Data for review:
>>>>
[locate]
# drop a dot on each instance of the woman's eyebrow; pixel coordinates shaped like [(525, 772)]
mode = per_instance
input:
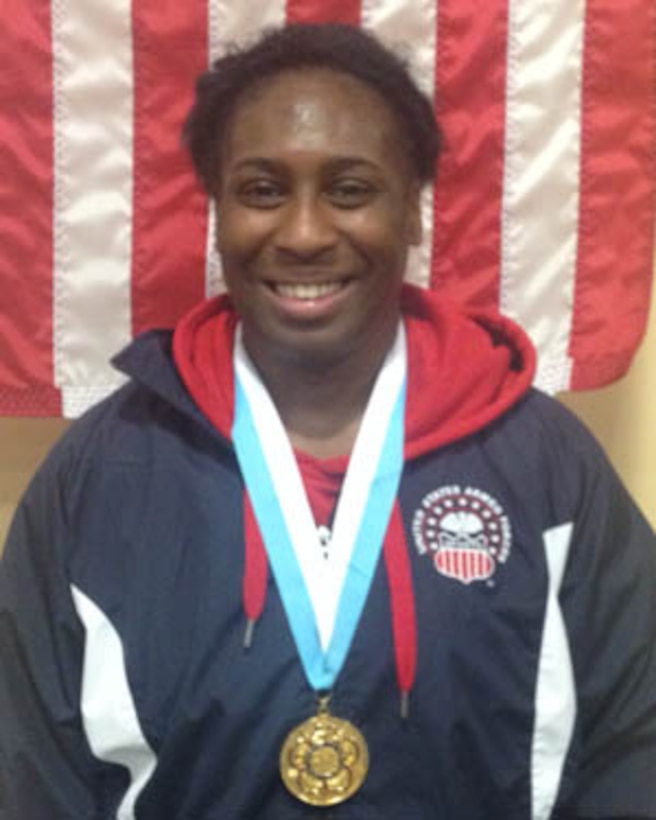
[(333, 164)]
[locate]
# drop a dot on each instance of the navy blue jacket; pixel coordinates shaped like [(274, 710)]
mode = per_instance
[(125, 690)]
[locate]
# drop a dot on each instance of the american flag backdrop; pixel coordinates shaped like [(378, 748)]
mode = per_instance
[(544, 203)]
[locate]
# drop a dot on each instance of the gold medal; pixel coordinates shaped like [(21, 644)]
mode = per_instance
[(324, 760)]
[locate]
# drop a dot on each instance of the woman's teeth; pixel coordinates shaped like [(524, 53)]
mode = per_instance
[(308, 290)]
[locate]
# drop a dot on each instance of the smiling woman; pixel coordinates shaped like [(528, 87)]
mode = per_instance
[(459, 619), (316, 206)]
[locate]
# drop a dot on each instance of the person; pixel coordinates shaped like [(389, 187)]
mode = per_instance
[(328, 553)]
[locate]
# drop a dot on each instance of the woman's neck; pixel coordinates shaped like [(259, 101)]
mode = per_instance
[(321, 404)]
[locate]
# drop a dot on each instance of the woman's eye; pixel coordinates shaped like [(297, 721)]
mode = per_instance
[(261, 193), (351, 193)]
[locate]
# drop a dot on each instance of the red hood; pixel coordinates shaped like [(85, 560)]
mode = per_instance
[(464, 369)]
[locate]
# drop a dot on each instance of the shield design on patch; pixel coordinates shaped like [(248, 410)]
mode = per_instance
[(465, 565)]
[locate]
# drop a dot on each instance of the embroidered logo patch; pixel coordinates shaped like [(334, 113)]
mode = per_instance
[(465, 531)]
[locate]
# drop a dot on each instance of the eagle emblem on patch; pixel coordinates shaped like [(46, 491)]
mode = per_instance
[(464, 530)]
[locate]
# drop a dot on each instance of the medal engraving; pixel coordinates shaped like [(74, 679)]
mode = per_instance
[(324, 760)]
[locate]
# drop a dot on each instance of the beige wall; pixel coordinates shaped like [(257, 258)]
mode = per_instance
[(622, 416)]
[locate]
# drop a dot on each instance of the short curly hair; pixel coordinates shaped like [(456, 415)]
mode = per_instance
[(334, 46)]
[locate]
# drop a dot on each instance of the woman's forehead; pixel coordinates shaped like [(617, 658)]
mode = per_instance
[(312, 109)]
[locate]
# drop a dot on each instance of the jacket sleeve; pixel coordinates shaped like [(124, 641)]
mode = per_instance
[(46, 769), (609, 604)]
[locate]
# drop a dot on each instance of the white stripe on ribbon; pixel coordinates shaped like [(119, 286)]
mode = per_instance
[(93, 103), (229, 23), (541, 184), (109, 714), (411, 30), (555, 698), (324, 577)]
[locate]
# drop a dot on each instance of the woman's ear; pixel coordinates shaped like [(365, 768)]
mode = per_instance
[(414, 229)]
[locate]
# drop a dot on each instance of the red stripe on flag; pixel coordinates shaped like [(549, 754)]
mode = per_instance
[(470, 88), (324, 11), (615, 242), (169, 210), (26, 201)]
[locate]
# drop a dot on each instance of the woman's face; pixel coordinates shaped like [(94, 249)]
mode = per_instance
[(317, 206)]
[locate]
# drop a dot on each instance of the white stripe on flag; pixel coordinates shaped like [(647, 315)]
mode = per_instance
[(228, 23), (541, 184), (411, 28), (93, 102)]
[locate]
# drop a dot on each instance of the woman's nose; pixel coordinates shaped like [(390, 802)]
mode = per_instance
[(306, 228)]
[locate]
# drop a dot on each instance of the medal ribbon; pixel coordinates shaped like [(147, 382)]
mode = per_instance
[(323, 600)]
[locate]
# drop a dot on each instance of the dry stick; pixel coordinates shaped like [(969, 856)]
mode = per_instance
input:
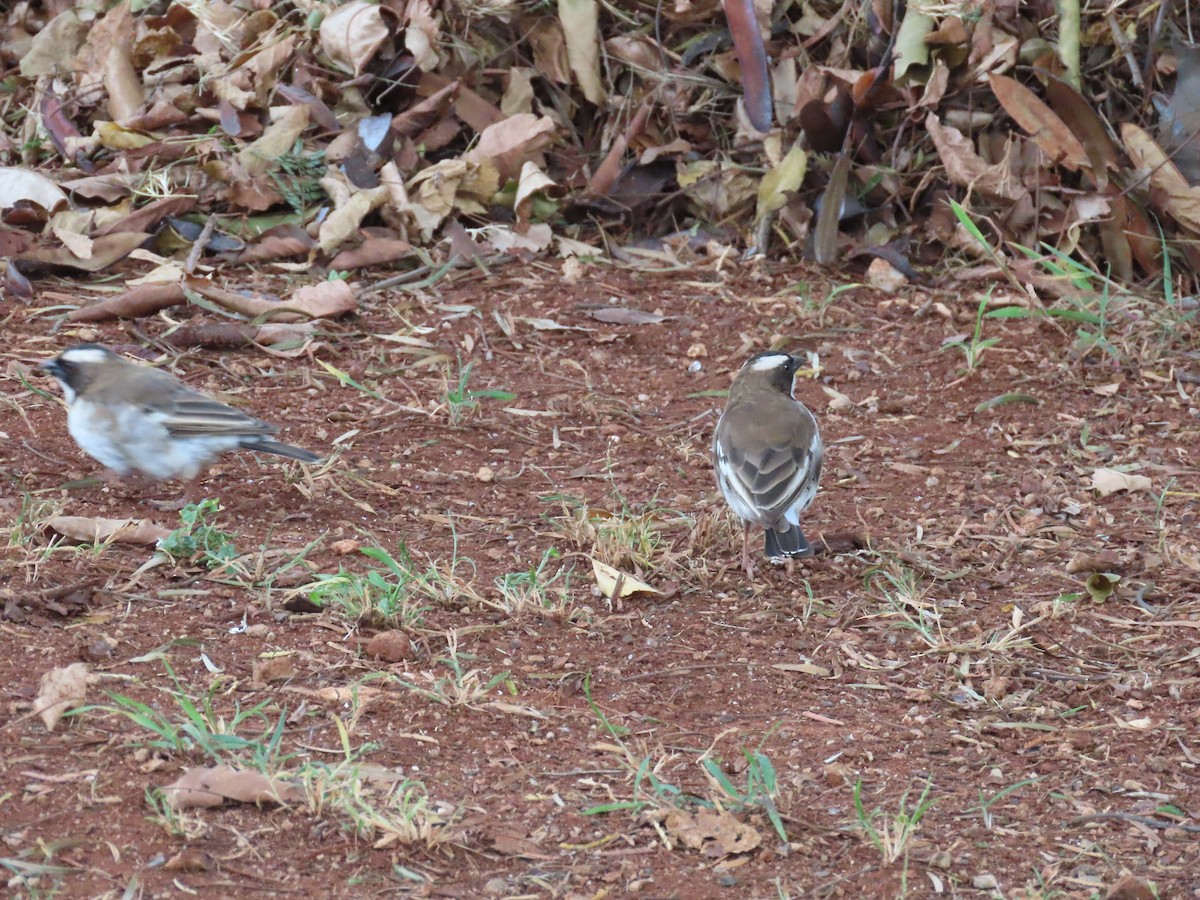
<<<<
Problem description: Copy out all lines of the material above in which "white" occurs.

Written answer:
# drop a dot on each instance of the white stripe on ribbon; pixel coordinates shaped like [(119, 286)]
# drop a dot on each instance of the white stripe on flag; pixel coordinates shaped like [(647, 315)]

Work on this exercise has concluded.